## [Work instructions]
Would you print each of the entries below precisely as given?

## [Provided material]
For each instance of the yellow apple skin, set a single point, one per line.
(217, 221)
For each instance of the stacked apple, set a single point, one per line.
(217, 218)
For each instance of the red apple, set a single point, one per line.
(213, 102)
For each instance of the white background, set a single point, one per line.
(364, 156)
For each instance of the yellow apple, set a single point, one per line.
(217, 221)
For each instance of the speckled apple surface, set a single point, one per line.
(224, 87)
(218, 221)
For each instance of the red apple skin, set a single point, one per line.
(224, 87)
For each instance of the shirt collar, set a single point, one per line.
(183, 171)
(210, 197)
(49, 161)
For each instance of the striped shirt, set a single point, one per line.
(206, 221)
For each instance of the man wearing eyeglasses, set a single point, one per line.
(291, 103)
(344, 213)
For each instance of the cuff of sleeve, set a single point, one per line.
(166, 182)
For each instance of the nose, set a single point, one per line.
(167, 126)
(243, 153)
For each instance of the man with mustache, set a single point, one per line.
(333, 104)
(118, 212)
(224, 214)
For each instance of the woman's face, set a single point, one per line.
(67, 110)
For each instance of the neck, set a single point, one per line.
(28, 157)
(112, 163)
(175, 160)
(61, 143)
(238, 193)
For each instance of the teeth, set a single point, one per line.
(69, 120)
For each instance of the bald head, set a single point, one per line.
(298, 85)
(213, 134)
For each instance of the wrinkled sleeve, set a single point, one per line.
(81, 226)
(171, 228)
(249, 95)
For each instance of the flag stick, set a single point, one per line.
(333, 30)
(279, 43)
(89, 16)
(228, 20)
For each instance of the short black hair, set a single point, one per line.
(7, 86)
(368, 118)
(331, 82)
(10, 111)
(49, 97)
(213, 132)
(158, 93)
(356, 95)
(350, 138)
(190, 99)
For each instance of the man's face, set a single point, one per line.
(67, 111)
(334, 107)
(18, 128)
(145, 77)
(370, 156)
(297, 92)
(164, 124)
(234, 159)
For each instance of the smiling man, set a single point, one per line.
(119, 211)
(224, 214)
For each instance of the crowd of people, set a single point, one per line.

## [Your response]
For each instance of the yellow apple skin, set a single point, one per line.
(217, 221)
For each instance of the stacked apple, set a single point, one per line.
(217, 218)
For each instance of the red apple, set a single point, one per line.
(213, 102)
For each instance of the white background, set a single point, one per line.
(364, 156)
For each instance of the yellow apple, set a single point, one per line.
(217, 221)
For each instance of the speckled apple surface, set a single point, one per line.
(224, 87)
(218, 221)
For each instance of the red apple skin, set a single point, one per line.
(224, 87)
For each instance of the shirt collar, set a single point, one per line.
(183, 171)
(210, 197)
(49, 161)
For each instance of the striped shirt, set a single point, one per line.
(206, 221)
For each instance of the man wearing eyeglasses, set a single point, one per line.
(291, 103)
(344, 213)
For each instance of the cuff of sleeve, set a single point, one per line.
(166, 182)
For each instance of the nose, set a single point, one per line.
(167, 126)
(243, 153)
For each instance of the man with mustache, set a single point, one per line.
(333, 104)
(118, 212)
(224, 214)
For each instance of the woman's face, set a single point, one per line.
(67, 110)
For each instance of the neck, set a single point, one per line.
(28, 157)
(112, 163)
(175, 160)
(61, 143)
(238, 193)
For each instance of the teeth, set a single point, one per line.
(69, 120)
For each instance of the bald head, set a single point, one per line.
(298, 85)
(213, 134)
For each instance of the wrinkled sleeve, set a single point, one per line.
(81, 226)
(171, 228)
(249, 95)
For each instance of the flag stick, set a single point, one per line.
(333, 30)
(279, 43)
(89, 16)
(228, 20)
For each instance of the short black hair, set a single point, one per line.
(7, 86)
(368, 118)
(331, 82)
(10, 111)
(49, 97)
(213, 132)
(158, 93)
(356, 95)
(350, 138)
(190, 99)
For each instance of the man's face, set a single point, one per line.
(67, 111)
(334, 107)
(18, 128)
(145, 77)
(370, 156)
(297, 92)
(164, 124)
(234, 159)
For each instance of the smiling man, set a single point, one per line.
(119, 211)
(224, 214)
For each instance of the crowd of people, set a single point, one per line.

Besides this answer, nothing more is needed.